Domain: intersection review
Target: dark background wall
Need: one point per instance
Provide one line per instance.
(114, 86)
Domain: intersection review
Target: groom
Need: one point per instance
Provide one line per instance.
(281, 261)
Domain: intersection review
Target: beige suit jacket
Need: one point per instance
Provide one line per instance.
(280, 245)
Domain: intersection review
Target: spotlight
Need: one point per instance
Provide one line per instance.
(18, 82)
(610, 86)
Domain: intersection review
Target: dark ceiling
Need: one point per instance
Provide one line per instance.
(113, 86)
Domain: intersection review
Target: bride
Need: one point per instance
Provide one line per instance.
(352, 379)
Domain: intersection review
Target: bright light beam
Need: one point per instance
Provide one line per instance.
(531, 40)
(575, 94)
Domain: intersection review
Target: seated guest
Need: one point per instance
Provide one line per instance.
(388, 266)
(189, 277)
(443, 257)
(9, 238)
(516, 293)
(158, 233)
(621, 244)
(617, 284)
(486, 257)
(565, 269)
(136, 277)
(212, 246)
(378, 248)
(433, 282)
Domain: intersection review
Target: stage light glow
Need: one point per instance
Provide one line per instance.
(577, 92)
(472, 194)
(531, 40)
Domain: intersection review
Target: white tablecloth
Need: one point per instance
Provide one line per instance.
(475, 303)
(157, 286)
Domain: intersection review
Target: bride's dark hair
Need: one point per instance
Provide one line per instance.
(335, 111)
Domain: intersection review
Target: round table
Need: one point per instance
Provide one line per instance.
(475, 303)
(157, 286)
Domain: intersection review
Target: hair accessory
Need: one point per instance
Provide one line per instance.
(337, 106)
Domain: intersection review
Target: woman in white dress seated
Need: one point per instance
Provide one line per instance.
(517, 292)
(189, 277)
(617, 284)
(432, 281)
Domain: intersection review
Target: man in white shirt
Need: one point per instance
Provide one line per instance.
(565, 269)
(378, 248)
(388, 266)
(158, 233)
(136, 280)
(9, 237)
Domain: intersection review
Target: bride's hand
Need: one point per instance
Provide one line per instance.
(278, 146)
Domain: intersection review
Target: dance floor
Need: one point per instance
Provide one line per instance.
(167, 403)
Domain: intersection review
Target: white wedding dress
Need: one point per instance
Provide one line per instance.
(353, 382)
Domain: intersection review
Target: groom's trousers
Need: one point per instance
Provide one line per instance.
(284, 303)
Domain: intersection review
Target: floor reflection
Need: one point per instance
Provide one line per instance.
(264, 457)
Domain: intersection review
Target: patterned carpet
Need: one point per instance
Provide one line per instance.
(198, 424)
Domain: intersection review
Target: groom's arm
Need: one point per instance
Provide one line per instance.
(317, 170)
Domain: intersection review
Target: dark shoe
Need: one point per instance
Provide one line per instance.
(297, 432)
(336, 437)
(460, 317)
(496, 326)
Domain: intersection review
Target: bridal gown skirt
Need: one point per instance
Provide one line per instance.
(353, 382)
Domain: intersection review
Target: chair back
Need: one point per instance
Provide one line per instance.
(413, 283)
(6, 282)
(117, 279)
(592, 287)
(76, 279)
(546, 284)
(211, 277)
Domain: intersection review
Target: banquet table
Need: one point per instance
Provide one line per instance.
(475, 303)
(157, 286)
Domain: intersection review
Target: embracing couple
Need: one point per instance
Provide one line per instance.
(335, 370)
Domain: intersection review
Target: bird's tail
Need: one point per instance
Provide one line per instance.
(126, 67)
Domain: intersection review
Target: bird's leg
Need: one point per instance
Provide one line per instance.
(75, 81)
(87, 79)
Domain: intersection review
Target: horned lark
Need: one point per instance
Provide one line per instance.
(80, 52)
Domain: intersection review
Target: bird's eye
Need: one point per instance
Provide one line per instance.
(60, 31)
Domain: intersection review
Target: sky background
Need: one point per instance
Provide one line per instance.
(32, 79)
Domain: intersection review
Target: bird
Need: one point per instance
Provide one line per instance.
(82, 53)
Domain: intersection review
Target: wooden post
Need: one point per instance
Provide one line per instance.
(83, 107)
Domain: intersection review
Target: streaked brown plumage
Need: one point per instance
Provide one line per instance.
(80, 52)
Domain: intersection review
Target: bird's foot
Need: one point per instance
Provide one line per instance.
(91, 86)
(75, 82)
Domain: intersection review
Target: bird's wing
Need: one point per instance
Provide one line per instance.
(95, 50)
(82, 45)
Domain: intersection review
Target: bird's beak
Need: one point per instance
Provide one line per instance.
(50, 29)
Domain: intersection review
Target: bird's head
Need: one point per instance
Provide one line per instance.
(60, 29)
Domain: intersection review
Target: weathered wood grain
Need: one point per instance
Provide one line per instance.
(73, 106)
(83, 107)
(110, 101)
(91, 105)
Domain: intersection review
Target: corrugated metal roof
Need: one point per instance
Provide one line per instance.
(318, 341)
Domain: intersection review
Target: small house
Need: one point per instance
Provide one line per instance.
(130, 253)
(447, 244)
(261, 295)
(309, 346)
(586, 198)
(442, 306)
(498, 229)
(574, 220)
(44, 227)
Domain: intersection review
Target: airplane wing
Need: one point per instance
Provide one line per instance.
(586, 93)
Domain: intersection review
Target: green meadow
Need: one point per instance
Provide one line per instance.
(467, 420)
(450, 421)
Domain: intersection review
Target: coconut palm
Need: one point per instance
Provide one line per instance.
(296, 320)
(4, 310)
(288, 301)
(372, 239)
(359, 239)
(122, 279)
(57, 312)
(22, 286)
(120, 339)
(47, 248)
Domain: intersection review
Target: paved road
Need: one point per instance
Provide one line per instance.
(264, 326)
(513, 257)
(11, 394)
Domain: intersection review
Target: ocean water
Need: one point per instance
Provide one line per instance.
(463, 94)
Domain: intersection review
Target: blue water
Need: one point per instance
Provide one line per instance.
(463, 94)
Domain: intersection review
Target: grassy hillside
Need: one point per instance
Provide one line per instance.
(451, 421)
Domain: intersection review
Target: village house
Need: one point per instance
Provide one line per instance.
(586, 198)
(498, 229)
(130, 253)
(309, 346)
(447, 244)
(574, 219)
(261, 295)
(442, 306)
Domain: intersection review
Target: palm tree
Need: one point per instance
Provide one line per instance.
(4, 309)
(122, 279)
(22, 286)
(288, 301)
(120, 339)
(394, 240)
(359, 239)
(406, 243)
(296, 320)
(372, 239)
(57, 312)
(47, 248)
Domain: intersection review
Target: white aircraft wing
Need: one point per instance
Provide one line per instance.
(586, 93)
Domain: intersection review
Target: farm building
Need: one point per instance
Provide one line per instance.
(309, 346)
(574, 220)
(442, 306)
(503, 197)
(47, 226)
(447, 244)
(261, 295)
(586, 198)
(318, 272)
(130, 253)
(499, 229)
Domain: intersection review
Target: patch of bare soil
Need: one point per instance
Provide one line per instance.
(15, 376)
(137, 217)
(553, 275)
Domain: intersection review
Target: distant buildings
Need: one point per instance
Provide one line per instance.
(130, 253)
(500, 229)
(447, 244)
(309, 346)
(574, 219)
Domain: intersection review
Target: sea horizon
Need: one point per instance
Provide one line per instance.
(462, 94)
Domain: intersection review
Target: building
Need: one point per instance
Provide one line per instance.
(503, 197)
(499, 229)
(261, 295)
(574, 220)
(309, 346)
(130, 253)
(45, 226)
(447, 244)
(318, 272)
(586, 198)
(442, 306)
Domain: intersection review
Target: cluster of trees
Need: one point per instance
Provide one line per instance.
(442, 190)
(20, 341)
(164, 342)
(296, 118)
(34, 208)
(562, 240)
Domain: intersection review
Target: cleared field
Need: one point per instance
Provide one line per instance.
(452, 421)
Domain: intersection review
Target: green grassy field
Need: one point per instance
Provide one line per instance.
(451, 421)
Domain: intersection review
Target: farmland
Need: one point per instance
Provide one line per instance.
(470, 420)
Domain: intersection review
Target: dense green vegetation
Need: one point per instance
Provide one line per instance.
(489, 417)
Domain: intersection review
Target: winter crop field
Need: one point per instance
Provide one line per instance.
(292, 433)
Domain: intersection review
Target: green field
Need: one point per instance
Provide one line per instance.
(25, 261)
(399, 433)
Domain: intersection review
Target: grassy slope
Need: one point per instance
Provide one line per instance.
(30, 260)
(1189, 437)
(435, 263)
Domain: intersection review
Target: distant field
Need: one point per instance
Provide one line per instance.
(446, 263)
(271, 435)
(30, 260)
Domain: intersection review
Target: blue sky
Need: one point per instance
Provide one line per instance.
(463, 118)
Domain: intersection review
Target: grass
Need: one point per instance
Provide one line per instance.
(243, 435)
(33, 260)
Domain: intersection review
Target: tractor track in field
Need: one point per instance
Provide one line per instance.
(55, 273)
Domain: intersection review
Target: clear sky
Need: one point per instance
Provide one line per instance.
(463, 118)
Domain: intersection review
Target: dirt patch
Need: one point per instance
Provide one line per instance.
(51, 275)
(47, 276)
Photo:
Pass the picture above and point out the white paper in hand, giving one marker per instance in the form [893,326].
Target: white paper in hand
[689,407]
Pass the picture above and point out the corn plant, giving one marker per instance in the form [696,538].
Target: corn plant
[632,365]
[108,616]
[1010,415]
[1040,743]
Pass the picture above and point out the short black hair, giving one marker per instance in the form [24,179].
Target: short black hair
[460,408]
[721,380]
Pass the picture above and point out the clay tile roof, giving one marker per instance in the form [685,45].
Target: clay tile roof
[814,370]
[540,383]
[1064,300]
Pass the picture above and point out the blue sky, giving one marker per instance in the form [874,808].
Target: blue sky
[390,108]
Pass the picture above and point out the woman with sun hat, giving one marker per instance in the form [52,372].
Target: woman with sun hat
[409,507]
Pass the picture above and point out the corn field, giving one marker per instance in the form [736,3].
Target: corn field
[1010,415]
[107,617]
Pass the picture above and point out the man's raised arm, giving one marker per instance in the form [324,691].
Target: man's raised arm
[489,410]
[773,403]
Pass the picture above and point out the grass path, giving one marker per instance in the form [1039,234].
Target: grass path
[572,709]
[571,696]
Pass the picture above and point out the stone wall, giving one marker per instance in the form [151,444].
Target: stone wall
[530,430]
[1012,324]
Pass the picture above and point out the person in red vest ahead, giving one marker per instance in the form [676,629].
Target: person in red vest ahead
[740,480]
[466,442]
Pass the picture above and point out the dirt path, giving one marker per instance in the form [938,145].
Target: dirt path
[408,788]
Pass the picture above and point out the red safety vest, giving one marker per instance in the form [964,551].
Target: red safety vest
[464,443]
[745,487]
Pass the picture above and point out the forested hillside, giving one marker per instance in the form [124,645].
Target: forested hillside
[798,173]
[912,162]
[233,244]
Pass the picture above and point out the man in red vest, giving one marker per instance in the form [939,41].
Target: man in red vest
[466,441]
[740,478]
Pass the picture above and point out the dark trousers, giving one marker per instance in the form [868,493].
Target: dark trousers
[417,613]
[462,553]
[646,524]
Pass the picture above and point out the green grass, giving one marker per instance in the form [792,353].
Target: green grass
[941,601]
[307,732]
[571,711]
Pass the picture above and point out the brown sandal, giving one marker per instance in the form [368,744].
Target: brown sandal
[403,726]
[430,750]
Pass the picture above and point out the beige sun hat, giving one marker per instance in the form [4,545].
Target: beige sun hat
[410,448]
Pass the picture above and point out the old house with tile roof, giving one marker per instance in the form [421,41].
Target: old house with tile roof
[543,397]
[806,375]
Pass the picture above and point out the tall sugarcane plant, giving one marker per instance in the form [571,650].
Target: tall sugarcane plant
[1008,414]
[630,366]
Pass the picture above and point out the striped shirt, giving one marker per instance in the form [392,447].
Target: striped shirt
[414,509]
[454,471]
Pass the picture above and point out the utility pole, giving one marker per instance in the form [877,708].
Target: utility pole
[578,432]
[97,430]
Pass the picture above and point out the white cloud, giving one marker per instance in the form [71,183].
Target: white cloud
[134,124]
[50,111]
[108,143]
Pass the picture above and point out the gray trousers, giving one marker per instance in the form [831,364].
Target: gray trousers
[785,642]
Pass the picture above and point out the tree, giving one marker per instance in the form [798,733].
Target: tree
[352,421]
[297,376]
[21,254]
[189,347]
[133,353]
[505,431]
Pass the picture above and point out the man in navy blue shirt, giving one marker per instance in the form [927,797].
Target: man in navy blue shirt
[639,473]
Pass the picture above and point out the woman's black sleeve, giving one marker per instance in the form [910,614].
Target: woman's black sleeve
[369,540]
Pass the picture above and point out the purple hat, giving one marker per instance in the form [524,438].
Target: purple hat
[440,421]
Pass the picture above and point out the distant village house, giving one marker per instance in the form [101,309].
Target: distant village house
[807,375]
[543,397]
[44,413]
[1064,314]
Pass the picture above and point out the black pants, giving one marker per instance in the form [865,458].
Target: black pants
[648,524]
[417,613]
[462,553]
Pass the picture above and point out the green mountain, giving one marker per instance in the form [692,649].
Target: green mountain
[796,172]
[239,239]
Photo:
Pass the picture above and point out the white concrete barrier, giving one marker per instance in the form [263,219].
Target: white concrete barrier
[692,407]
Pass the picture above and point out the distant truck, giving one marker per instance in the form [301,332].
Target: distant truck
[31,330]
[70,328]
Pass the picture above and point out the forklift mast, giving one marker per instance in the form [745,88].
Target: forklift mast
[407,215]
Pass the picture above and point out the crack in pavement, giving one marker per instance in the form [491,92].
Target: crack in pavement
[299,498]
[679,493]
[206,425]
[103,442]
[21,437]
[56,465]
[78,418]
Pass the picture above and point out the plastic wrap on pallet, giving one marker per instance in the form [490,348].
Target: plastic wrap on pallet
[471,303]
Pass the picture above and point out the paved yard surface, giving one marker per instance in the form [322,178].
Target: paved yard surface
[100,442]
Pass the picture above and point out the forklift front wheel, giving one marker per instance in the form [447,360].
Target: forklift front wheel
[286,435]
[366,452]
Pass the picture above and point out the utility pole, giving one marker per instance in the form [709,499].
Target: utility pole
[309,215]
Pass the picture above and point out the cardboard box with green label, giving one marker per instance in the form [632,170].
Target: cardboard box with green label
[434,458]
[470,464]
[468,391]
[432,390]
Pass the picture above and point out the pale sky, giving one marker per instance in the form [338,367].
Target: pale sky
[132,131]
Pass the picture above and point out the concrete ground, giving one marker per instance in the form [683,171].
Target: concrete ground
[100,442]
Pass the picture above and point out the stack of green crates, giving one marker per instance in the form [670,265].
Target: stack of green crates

━━━━

→ **Your instructions**
Over the whole of the material above, count the lines that contain the word "bird"; give only the number.

→ **Response**
8